Dear Friend of Press Freedom,
I’m Lauren Harper, the first Daniel Ellsberg chair on government secrecy at Freedom of the Press Foundation (FPF), and welcome to “The Classifieds.” Read on to learn about this week’s top secrecy news.
The Epstein Files Transparency Act is now law. DOJ might still sit on most records.
The bipartisan Epstein Files Transparency Act is now law, but it’s not guaranteed all of the files will see the light of day or be released unredacted. The overall good bill has two loopholes that the Department of Justice could exploit to hide information.
- It allows classified national security information to be withheld (although it does require the attorney general to publish an unclassified summary of withheld classified records).
- It allows information whose release could jeopardize active federal investigations to be withheld.
These sound like reasonable exceptions, but agencies regularly overclassify information. Challenging those decisions is difficult, in part because there is no precise definition of what constitutes damage to national security. Moreover, the ultimate classification/declassification authority in the United States is the president, not Congress, which could complicate the release of files that might concern President Donald Trump directly.
It’s still commendable that Congress has passed what might be the most consequential declassification bill since the President John F. Kennedy Assassination Records Collection Act of 1992, and it shows that the legislature can be encouraged to take on declassification issues with enough sustained public pressure.
If the Justice Department doesn’t meaningfully comply with the law, Congress should consider additional classification fixes, including reintroducing a bill that would, among other things, create consequences for federal employees who willfully classify information that should not be classified.
State Department hides how close we came to nuclear war
In November 1983 a NATO nuclear exercise named Able Archer 83 brought the world close to the brink of Armageddon. A declassified National Security Agency document describes the war game, which was so realistic that some Soviets believed the West was truly preparing for war, as “the most dangerous Soviet-American confrontation since the Cuban Missile Crisis.”
Nate Jones, the Freedom of Information Act director at The Washington Post, has used FOIA to uncover the secret history of the war scare for years. He has published hundreds of declassified pages on the website of the National Security Archive, a nonprofit where we both used to work and where Jones remains a fellow.
In an unprecedented move, the State Department recently said that a FOIA lawsuit brought by Jones and the National Security Archive was the reason it deleted 15 key pages on the war scare from the Foreign Relations of the United States series. This is significant because FRUS is the world’s largest transparency project, and its accuracy is critical for informing current and future policymakers.
This is the first time the State Department is known to have deleted previously public records from the publication, but it might not be the last.
Earlier this year, President Trump dissolved the department’s congressionally mandated historical advisory committee, which is supposed to be staffed by independent historians to ensure the FRUS is accurate. The dissolution of the committee could pave the way for Trump to appoint loyalists to the committee, raising concerns that more history may be deleted, and that future FRUS volumes will contain incomplete narratives.

────────────────────

• **CHALLENGE 1**:
From the secrecy newsletter, reproduce everything from "The bipartisan Epstein" down to "withheld classified records).".
• **CHALLENGE 2**:
Extend the secrecy newsletter past its final sentence, keeping the same voice and subject.

Entries pointing to named objects

────────────────────

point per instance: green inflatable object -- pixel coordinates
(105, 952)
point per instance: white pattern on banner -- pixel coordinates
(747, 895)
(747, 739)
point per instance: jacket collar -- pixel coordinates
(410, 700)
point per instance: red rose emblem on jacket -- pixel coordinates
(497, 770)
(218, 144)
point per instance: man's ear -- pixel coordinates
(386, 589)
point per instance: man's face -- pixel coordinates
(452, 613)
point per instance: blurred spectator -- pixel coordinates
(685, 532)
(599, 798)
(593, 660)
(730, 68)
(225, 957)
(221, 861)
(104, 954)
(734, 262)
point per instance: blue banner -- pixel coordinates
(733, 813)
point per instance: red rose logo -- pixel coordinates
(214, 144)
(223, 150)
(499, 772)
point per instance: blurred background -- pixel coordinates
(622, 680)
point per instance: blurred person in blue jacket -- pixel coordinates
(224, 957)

────────────────────

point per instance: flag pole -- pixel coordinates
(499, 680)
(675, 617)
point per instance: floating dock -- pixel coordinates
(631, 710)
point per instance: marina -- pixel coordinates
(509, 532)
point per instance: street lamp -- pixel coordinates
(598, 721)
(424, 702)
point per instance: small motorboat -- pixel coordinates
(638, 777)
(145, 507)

────────────────────

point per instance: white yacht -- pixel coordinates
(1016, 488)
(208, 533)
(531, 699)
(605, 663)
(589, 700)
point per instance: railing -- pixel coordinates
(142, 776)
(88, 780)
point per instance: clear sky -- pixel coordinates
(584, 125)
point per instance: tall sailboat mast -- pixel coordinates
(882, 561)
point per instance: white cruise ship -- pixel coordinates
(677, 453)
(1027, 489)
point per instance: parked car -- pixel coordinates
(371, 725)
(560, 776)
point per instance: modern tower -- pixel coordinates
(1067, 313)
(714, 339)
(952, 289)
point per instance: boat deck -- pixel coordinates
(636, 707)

────────────────────

• **TASK RESULT 1**:
The bipartisan Epstein Files Transparency Act is now law, but it’s not guaranteed all of the files will see the light of day or be released unredacted. The overall good bill has two loopholes that the Department of Justice could exploit to hide information.
- It allows classified national security information to be withheld (although it does require the attorney general to publish an unclassified summary of withheld classified records).

• **TASK RESULT 2**:
FPF on NPR
This week I joined the American Immigration Council’s Raul Pinto, journalist Jose Olivares, and the Muslim Legal Fund of America’s Marium Uddin on NPR’s “1A” program to discuss growing secrecy across the Department of Homeland Security’s immigration efforts. Topics included the agency’s aggressive targeting of foreign journalists, its ongoing efforts to stymie congressional oversight, and how the private prisons loophole helps the agency evade FOIA requests.
At the same time this segment aired, the AP published a report on Border Patrol’s rapidly expanding secret surveillance network. Based partially on FOIA requests, the investigative work of Garance Burke and Byron Tau shows how DHS has effectively become a domestic spying agency.
No newsletter on Nov. 30
I’ll be taking a break from writing the newsletter next week, but I’ll be back on Dec. 7.
What I'm Reading
US federal workers would lose whistleblower safeguards under Trump rule
The Trump administration is close to finalizing a rule that would end whistleblower protections for senior agency officials, and make it easier for those officials to be fired. The government’s human resources agency, the Office of Personnel Management, estimates this rule change will impact 50,000 positions.
DHS kept Chicago police records for months in violation of domestic espionage rules
A public records request filed by Spencer Reynolds, senior counsel at the Brennan Center for Justice, revealed that the Department of Homeland Security obtained Chicago police data on hundreds of Chicagoans accused of gang ties. Released records show that Chicago police listed “people’s occupations as ‘SCUM BAG,’ ‘TURD,’ or simply ‘BLACK.’” DHS kept the bias-ridden data even after a court ordered them to delete it.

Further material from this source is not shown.